## INSTRUCTIONS FOR THE TASK
Reproduce every line of the listing as written, apart from the pictures.

+--

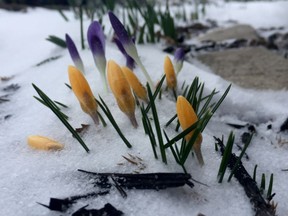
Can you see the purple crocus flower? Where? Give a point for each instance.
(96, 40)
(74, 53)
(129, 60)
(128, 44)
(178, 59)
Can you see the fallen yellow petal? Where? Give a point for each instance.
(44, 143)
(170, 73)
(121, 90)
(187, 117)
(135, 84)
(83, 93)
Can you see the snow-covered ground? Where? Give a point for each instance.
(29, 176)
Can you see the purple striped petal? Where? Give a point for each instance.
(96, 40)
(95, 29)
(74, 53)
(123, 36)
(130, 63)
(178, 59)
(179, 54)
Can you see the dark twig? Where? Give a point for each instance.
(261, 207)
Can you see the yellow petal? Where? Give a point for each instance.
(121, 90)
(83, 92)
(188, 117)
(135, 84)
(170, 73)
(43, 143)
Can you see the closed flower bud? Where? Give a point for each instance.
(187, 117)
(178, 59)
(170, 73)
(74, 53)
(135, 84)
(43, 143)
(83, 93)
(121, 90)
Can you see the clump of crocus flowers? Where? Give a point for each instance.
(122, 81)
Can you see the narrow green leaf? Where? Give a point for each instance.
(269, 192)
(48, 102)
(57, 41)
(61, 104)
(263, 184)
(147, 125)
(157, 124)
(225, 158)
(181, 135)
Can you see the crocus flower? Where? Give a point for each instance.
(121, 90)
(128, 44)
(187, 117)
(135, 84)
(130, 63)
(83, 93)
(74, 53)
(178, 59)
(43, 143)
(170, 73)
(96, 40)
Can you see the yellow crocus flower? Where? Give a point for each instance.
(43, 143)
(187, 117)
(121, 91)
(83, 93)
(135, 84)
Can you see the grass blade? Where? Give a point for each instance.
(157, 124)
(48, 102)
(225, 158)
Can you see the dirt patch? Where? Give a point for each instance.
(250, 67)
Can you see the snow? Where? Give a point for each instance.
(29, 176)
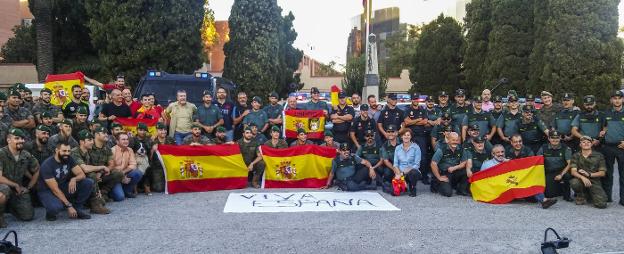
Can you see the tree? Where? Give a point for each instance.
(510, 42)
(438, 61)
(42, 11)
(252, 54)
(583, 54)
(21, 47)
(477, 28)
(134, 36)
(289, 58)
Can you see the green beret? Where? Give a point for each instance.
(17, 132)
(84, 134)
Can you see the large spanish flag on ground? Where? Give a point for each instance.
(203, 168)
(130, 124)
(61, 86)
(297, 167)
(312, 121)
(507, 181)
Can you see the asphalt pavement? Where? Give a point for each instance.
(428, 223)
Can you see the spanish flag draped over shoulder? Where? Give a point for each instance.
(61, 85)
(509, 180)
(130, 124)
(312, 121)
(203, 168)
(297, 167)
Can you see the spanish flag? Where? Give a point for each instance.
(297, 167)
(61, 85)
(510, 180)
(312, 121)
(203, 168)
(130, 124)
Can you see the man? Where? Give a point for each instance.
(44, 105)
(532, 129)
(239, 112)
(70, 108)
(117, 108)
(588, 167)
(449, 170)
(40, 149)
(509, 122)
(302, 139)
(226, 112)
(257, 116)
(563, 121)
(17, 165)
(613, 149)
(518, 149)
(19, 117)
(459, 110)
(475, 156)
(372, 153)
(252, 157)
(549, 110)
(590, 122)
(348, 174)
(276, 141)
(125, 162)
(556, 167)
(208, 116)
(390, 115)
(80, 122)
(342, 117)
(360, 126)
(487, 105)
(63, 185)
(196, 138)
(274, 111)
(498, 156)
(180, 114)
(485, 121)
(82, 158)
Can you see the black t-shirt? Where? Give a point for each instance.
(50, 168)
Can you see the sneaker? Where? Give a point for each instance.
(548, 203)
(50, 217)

+--

## RESULT OF THE EXERCISE
Can you see the purple crocus flower? Where? Give a point for each instance.
(96, 40)
(74, 53)
(129, 60)
(128, 44)
(178, 59)
Can you see the fallen yellow petal? Where? Give a point for each instance.
(44, 143)
(170, 73)
(121, 90)
(187, 117)
(135, 84)
(83, 93)
Can you see the snow-covered ground? Where? Give a point for each instance.
(29, 176)
Can you see the purple striped petal? Where? Give a point for each instance.
(96, 40)
(95, 29)
(74, 53)
(123, 36)
(130, 63)
(178, 59)
(179, 54)
Can you see the dark twig? Where? Give a point for each instance.
(261, 207)
Can you see the yellow petal? Where? Give a point for each instance.
(121, 90)
(83, 92)
(188, 117)
(135, 84)
(170, 73)
(43, 143)
Can you see the closed flower bud? Where? Give a point for each instance.
(187, 117)
(178, 59)
(170, 73)
(74, 53)
(135, 84)
(43, 143)
(83, 93)
(121, 90)
Can you see the clump of crocus flowers? Where? Give a point for each instance.
(122, 81)
Can you see the narrow green leaf? Where? Give a point for each instance.
(269, 192)
(48, 102)
(57, 41)
(61, 104)
(263, 184)
(147, 125)
(157, 124)
(225, 158)
(181, 135)
Can you see the crocus flower? Where? Give a point for each instance.
(121, 90)
(128, 44)
(187, 117)
(135, 84)
(130, 63)
(83, 93)
(74, 53)
(178, 59)
(43, 143)
(170, 73)
(96, 40)
Can you see the yellow crocus flower? Where? Give a point for each instance.
(43, 143)
(187, 117)
(121, 91)
(83, 93)
(135, 84)
Can you see the grass blade? Where? Give a point for each instance.
(157, 124)
(48, 102)
(225, 158)
Can you see the dirt patch? Where? Give a point for each instance.
(250, 67)
Can you see the snow? Where? Give a point for each instance.
(29, 176)
Can you see the tree? Where? Give a point for each instance.
(510, 42)
(438, 61)
(42, 11)
(252, 54)
(583, 54)
(21, 47)
(477, 28)
(134, 36)
(289, 58)
Can you see the green beret? Where? Give a point for each instance.
(17, 132)
(84, 134)
Can you see the large spanish flag on ground? Where? Give a point for each instance.
(203, 168)
(130, 124)
(61, 86)
(297, 167)
(312, 121)
(507, 181)
Can you see the asphalt pavement? Where? Give a point for each instance.
(428, 223)
Can you see the spanish flag draped over shoulder? Where? Give a point for each instance.
(61, 85)
(509, 180)
(130, 124)
(312, 121)
(203, 168)
(297, 167)
Can you see the spanish flag? Where? Give a point for each instance.
(297, 167)
(61, 85)
(510, 180)
(312, 121)
(203, 168)
(130, 124)
Can you see the man? Where? Give a point for each instance.
(44, 105)
(532, 129)
(239, 112)
(70, 108)
(117, 108)
(588, 167)
(449, 170)
(40, 149)
(509, 122)
(302, 139)
(226, 112)
(257, 116)
(563, 121)
(17, 165)
(613, 149)
(518, 149)
(19, 117)
(459, 110)
(475, 156)
(372, 153)
(252, 157)
(549, 110)
(590, 122)
(348, 174)
(276, 141)
(125, 162)
(556, 167)
(208, 116)
(390, 115)
(80, 122)
(342, 117)
(360, 126)
(487, 105)
(63, 185)
(196, 138)
(274, 111)
(498, 156)
(180, 114)
(485, 121)
(82, 158)
Can you see the black t-shirt? Where? Give a point for each instance.
(50, 168)
Can you see the sneaker? Where? Give a point for each instance.
(548, 203)
(50, 217)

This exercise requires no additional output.